DATA TO PROCESS: Begin

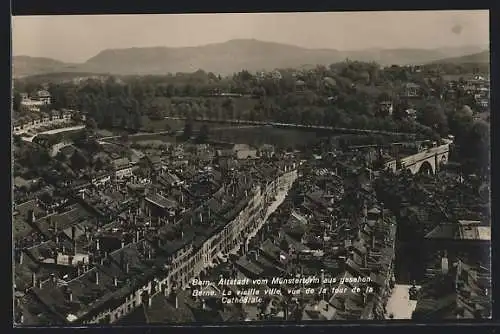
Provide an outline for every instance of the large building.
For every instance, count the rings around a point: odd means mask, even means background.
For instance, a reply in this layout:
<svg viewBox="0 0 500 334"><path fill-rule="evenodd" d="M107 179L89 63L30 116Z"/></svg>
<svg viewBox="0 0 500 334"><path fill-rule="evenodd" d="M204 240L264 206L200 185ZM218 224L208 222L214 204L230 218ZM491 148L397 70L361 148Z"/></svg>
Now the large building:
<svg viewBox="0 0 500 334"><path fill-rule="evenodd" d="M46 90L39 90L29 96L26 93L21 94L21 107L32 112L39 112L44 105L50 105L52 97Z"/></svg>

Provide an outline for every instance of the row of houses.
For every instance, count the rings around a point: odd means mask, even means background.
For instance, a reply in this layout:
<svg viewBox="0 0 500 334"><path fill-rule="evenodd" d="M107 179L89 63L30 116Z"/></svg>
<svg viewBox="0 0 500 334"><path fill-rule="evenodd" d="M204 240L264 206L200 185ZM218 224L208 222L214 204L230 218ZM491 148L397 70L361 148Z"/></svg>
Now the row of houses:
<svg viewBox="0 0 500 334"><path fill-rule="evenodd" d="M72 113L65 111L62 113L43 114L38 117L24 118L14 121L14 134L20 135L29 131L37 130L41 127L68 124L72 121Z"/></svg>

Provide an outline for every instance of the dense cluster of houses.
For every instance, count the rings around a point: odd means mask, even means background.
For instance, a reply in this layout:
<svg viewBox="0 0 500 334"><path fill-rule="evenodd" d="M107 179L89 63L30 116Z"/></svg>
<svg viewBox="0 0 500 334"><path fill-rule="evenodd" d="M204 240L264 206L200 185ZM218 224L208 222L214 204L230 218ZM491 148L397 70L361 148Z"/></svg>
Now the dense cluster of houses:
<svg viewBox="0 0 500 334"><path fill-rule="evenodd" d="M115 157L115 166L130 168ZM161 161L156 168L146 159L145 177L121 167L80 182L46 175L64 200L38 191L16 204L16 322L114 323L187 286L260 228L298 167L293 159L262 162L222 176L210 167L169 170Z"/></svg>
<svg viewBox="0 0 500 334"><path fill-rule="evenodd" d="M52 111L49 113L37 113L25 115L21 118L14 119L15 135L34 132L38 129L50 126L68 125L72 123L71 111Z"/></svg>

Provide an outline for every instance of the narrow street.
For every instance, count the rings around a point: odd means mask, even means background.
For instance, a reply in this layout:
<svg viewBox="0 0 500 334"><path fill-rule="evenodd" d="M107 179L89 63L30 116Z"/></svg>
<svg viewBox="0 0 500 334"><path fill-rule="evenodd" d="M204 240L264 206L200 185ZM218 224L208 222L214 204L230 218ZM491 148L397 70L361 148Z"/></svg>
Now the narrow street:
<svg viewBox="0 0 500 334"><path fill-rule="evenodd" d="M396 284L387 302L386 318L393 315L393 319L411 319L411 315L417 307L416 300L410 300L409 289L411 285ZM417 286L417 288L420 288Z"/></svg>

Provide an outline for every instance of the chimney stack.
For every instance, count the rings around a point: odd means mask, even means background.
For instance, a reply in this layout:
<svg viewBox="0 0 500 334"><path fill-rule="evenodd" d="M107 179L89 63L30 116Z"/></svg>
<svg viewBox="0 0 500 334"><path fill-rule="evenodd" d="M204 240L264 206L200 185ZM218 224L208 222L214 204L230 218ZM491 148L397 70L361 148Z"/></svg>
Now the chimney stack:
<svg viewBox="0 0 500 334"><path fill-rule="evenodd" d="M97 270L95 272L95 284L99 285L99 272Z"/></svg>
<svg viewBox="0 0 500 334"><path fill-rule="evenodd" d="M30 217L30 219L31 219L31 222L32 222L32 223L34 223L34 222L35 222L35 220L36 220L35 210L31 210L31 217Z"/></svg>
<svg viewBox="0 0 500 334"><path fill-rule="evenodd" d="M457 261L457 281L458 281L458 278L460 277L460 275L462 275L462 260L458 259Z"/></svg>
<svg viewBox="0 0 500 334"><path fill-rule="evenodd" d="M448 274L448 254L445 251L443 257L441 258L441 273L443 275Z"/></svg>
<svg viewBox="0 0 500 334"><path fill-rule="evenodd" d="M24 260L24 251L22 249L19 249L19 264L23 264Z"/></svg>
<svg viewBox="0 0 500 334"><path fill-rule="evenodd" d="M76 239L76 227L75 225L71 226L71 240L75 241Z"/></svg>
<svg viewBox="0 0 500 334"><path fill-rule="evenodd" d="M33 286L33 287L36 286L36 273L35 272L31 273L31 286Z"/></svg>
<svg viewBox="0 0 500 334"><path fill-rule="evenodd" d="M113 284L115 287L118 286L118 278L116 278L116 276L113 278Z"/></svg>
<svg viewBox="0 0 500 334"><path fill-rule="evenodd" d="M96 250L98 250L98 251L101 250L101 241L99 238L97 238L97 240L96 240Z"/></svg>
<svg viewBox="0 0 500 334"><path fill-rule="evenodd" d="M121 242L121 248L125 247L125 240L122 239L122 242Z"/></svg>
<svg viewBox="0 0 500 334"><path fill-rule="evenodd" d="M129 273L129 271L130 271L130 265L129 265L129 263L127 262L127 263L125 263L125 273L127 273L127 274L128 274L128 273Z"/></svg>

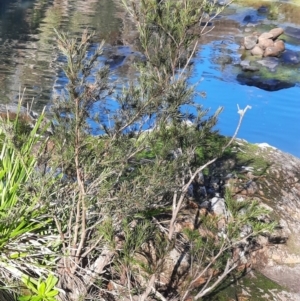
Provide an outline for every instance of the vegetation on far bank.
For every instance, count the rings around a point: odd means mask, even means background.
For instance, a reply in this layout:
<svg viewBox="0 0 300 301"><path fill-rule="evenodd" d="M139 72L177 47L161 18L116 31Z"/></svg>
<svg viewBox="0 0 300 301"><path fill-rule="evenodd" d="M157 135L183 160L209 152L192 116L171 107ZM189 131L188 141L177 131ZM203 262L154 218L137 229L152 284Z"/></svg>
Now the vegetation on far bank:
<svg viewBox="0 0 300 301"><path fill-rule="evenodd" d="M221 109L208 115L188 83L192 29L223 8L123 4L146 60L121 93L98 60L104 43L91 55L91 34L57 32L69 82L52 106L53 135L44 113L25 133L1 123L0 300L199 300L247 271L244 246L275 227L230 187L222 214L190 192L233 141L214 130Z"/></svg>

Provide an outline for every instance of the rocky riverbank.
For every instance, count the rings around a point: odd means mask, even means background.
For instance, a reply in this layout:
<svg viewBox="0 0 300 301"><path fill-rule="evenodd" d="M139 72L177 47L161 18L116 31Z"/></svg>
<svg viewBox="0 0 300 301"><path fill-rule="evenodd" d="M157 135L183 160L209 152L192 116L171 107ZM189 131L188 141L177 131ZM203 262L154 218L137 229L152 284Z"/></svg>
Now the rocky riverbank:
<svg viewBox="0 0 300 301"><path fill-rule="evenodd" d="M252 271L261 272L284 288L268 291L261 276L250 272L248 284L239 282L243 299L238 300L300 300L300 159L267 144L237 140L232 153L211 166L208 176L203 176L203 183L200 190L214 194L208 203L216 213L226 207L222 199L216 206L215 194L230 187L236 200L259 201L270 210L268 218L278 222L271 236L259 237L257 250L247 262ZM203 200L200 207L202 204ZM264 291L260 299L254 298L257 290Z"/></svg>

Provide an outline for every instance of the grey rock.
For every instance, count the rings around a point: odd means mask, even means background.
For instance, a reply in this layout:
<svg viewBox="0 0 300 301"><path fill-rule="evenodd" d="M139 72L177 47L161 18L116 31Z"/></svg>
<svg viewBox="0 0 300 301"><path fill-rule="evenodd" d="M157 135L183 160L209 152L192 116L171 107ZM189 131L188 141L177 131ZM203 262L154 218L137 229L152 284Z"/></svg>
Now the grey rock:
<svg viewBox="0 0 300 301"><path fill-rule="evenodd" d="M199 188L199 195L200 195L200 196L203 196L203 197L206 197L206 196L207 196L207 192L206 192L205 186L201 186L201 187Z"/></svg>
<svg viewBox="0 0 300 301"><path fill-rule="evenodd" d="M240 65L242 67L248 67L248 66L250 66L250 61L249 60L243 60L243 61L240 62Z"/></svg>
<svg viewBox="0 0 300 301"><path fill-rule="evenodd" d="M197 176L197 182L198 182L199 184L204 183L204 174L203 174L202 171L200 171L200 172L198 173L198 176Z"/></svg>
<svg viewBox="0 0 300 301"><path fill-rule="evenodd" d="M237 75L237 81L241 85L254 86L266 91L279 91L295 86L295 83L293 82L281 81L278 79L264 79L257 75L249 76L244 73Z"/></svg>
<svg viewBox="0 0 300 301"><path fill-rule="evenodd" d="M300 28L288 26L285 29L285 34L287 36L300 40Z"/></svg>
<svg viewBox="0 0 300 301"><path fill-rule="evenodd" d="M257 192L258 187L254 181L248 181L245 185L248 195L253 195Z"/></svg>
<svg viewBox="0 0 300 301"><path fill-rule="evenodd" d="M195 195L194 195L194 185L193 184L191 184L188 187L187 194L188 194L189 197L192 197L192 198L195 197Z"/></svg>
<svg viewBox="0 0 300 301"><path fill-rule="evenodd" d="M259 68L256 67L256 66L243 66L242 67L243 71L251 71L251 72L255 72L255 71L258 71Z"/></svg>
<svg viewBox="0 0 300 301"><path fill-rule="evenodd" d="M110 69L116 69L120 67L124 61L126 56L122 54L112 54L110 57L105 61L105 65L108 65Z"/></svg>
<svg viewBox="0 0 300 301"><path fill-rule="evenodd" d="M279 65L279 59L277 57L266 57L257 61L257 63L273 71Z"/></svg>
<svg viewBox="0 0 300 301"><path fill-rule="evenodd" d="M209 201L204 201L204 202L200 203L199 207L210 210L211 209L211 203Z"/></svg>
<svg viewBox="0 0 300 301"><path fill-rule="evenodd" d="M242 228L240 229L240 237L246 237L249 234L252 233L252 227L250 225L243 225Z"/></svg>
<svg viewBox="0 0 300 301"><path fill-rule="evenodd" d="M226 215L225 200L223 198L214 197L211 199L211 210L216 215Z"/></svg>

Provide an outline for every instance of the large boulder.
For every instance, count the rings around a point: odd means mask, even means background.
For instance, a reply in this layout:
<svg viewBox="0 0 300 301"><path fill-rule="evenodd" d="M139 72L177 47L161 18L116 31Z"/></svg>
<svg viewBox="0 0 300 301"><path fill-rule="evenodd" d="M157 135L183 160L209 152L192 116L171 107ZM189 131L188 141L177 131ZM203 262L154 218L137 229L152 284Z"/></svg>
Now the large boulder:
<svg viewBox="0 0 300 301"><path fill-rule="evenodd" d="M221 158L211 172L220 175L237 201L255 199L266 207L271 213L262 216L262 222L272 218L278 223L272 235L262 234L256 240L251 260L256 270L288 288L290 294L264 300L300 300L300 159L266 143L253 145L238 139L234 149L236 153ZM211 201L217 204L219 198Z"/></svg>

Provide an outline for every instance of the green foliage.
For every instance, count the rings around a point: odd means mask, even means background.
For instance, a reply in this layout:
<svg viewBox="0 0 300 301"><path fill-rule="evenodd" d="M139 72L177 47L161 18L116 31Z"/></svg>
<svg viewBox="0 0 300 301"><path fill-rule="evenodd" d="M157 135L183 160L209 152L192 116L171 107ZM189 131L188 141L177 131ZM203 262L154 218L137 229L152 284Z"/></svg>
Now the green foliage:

DATA TO PROCESS: End
DATA TO PROCESS: Begin

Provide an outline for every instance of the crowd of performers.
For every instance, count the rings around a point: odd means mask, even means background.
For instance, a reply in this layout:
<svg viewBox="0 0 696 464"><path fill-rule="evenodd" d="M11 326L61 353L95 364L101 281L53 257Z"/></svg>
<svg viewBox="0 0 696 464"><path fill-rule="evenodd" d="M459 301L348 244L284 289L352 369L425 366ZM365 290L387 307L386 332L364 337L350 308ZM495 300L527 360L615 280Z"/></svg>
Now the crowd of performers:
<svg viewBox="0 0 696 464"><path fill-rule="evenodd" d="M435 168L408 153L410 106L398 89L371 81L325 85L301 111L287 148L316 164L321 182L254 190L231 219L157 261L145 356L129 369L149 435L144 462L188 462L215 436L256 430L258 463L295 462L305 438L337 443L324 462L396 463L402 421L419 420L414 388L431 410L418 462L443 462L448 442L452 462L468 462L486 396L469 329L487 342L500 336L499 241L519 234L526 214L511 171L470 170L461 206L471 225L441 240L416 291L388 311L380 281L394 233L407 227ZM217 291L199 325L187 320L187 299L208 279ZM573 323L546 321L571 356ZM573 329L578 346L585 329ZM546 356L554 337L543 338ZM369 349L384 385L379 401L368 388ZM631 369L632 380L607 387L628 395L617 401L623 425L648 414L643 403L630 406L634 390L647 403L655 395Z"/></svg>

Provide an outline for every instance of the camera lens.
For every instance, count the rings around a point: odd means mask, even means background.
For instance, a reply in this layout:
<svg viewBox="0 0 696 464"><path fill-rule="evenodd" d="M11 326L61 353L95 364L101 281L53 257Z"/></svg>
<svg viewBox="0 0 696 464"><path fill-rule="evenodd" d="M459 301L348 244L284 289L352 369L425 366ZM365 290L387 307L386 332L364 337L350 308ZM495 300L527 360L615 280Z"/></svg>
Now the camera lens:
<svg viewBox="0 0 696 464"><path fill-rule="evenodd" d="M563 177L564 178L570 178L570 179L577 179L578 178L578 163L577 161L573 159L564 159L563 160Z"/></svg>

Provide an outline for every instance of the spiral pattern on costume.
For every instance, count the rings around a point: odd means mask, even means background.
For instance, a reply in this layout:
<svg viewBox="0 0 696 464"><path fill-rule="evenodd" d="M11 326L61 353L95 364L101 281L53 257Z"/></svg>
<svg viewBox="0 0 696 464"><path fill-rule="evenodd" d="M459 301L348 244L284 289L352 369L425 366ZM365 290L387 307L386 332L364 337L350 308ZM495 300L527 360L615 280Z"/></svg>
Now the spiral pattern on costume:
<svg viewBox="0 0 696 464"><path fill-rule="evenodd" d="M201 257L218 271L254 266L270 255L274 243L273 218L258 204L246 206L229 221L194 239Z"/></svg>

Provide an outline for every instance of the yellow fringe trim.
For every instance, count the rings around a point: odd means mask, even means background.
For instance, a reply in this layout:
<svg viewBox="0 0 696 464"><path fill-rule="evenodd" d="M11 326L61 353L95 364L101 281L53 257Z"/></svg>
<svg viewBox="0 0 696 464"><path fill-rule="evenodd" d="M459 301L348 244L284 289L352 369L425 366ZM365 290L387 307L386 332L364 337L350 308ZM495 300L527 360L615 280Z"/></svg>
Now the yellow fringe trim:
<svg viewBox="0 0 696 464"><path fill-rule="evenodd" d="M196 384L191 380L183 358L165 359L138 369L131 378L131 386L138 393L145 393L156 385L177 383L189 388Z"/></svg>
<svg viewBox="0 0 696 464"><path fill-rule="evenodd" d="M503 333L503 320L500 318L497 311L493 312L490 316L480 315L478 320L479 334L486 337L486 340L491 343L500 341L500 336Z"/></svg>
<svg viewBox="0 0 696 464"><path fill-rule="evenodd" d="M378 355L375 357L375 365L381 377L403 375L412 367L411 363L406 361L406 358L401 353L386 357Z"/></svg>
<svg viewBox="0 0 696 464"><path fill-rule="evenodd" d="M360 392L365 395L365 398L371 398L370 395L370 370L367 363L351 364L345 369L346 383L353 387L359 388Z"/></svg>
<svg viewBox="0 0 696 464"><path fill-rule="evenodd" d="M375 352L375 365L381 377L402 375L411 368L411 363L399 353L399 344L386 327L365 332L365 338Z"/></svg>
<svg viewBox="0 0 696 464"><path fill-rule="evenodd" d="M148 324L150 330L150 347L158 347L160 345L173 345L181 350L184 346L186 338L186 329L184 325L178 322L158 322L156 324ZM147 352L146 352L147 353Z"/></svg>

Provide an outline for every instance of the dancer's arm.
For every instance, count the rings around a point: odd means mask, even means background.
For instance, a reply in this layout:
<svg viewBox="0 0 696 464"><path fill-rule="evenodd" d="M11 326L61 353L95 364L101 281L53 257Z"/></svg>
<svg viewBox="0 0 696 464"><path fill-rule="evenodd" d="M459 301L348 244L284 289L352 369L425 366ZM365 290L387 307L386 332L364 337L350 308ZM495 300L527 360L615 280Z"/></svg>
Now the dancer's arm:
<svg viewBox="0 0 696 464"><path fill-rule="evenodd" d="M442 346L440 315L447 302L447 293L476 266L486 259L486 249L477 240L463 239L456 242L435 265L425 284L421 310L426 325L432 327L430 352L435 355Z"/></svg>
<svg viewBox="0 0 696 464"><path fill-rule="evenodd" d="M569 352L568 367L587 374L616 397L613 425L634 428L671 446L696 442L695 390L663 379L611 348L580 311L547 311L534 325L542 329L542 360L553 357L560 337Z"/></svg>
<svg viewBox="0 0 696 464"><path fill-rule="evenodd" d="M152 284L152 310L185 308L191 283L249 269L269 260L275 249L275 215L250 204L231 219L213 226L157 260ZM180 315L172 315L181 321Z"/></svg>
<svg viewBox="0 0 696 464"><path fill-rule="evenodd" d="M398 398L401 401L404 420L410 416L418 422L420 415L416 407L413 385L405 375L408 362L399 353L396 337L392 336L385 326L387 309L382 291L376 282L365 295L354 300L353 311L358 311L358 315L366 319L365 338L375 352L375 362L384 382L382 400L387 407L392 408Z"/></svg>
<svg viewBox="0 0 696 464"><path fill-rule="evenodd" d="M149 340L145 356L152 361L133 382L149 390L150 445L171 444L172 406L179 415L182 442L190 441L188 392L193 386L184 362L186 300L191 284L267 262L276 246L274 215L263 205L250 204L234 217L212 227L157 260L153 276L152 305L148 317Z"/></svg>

DATA TO PROCESS: End
DATA TO PROCESS: Begin

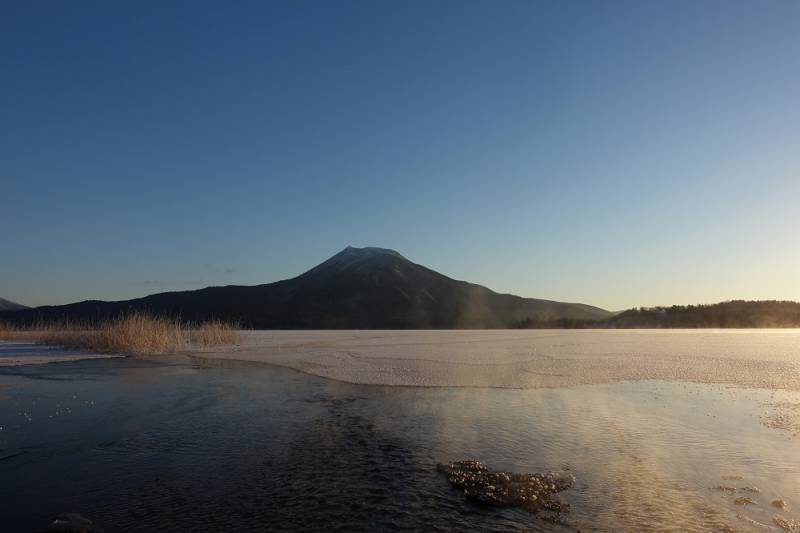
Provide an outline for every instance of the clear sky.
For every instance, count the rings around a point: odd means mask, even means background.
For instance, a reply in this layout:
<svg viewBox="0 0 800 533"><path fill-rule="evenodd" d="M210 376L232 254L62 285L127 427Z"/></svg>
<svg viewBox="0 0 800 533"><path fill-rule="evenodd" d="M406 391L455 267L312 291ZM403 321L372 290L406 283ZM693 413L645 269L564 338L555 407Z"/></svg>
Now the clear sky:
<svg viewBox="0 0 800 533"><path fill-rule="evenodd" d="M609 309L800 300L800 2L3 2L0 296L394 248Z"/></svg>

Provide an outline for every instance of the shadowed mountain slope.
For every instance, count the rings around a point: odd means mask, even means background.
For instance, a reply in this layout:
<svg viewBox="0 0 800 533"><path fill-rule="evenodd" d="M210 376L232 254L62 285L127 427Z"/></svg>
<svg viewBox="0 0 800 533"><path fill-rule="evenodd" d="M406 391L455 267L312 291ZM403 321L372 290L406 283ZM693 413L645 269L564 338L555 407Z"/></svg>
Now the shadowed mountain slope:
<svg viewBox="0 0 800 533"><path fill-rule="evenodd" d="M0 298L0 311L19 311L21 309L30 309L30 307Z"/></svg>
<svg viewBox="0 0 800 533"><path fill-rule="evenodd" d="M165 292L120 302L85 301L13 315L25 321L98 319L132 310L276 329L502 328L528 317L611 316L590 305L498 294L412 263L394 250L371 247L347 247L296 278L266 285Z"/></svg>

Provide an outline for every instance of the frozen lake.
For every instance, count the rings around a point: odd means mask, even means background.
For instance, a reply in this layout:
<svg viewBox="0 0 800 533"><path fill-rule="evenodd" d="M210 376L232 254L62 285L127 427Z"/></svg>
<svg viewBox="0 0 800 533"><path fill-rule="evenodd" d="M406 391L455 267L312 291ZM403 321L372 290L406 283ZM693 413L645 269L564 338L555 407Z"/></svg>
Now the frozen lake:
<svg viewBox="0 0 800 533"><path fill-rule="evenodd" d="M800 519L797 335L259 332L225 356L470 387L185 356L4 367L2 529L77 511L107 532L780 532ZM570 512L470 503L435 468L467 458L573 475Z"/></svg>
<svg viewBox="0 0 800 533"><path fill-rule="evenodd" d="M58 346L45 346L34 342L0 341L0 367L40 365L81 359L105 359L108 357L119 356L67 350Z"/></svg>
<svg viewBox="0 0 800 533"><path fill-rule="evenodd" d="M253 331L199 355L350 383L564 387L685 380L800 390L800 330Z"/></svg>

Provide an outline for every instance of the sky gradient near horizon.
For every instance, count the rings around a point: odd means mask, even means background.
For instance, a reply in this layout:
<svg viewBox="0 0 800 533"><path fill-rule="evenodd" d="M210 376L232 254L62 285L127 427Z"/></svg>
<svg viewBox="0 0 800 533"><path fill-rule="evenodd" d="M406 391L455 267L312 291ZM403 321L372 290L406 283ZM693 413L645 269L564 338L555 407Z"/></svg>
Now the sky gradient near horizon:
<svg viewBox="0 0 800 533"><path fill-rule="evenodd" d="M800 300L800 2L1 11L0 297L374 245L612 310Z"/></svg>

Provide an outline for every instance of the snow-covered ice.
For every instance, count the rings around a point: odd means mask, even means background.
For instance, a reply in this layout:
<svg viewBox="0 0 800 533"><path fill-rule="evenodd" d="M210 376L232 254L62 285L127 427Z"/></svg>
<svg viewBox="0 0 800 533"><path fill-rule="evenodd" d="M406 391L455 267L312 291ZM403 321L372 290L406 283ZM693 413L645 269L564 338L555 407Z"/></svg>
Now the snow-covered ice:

DATA TO PROCESS: End

§ TASK OBJECTIVE: Where does the word "foliage" appear in the records? Copy every line that holds it.

§ RESULT OF THIS EXERCISE:
Provide an outline for every instance of the green foliage.
Now the green foliage:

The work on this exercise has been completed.